Conjunto de tarefas:
1. Transcreva do texto sobre ações afirmativas o trecho que vai de "O objetivo do" até "de sua ampliação.".
2. No sumário do texto sobre ações afirmativas, quais modalidades de discriminação aparecem sob o item "2.2. Tipologia"? Liste todas.

Texto de leitura:
Sumário: Introdução. 1. Princípio da Igualdade em Sentido Formal e Material. 2. Discriminação. 2.1. Conceito. 2.2. Tipologia. 2.2.1. Discriminações Intencionais Explícitas. 2.2.1.1. Teoria do Impacto Desproporcional. 2.2.2. Discriminações Intencionais Implícitas. 2.2.3. Discriminações Não Intencionais. 3. Conceito de Ações Afirmativas. 3.1. Fundamentos Constitucionais da Ação Afirmativa. 3.2. O Problema das Quotas e as Objeções que se Fazem à Ação Afirmativa. 3.3. Ação Afirmativa no Direito Brasileiro. 3.3.1. Ação Afirmativa e gênero. 3.3.2. Ação Afirmativa e Raça. Conclusão. Referências Bibliográficas.


Introdução

O objetivo do presente trabalho é estudar, brevemente, o problema da possibilidade de implementação de políticas de discriminação positiva – ações afirmativas – no direito brasileiro, tendo em vista as diretrizes constitucionais sobre o princípio da igualdade e sobre os objetivos fundamentais da República Federativa do Brasil. Secundariamente, visa-se, ainda, a uma descrição das medidas afirmativas vigentes e das propostas vanguardistas de sua ampliação.

Cuida-se, inicialmente, da distinção entre o princípio da igualdade formal e o princípio da igualdade material, que conduz ao fundamento teórico constitucional das medidas de desequiparação. Brevemente, estudam-se as modalidades mais comuns de discriminação, seu conceito e tipologia. Outrossim, analisam-se os possíveis fundamentos constitucionais que poderiam ser invocados como suporte constitucional de políticas de ação afirmativa e as críticas possíveis a esse instrumento político de combate à discriminação.

Embora sejam as ações afirmativas definidas de forma abrangente, o estudo concentra-se sobretudo na análise de constitucionalidade das quotas, que encarnam a forma mais difundida e mais radical de ação afirmativa.

Finalmente, são analisados os projetos de lei e leis afirmativas que têm recebido maior destaque nos espaços públicos de discussão como o Parlamento e a mídia escrita. Enfrentam-se, dada a limitação de um trabalho monográfico final de disciplina, apenas dois grandes temas dentre os diversos que são abrangidos pela discriminação positiva: a ação afirmativa de gênero e a de raça. Fazem-se, ainda, nesse tópico, comentários sobre a necessidade de a Corte Constitucional Brasileira enveredar pela análise de prognoses legislativas como condição sine qua non para um controle de constitucionalidade adequado das ações afirmativas.

O tema é inquietante e suscita problemas de aplicabilidade prática e de sustentação teórica. Espera-se provocar o leitor à reflexão e ao menos gerar em sua consciência sérias dúvidas sobre leituras precipitadas que enxerguem no princípio da igualdade formal a panacéia de todas as formas de discriminação.

Dados fornecidos:
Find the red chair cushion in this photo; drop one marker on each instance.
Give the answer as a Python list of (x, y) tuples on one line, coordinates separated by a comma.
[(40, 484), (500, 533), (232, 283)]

Respostas do exercício:
1.
O objetivo do presente trabalho é estudar, brevemente, o problema da possibilidade de implementação de políticas de discriminação positiva – ações afirmativas – no direito brasileiro, tendo em vista as diretrizes constitucionais sobre o princípio da igualdade e sobre os objetivos fundamentais da República Federativa do Brasil. Secundariamente, visa-se, ainda, a uma descrição das medidas afirmativas vigentes e das propostas vanguardistas de sua ampliação.

2.
- Discriminações Intencionais Explícitas
- Discriminações Intencionais Implícitas
- Discriminações Não Intencionais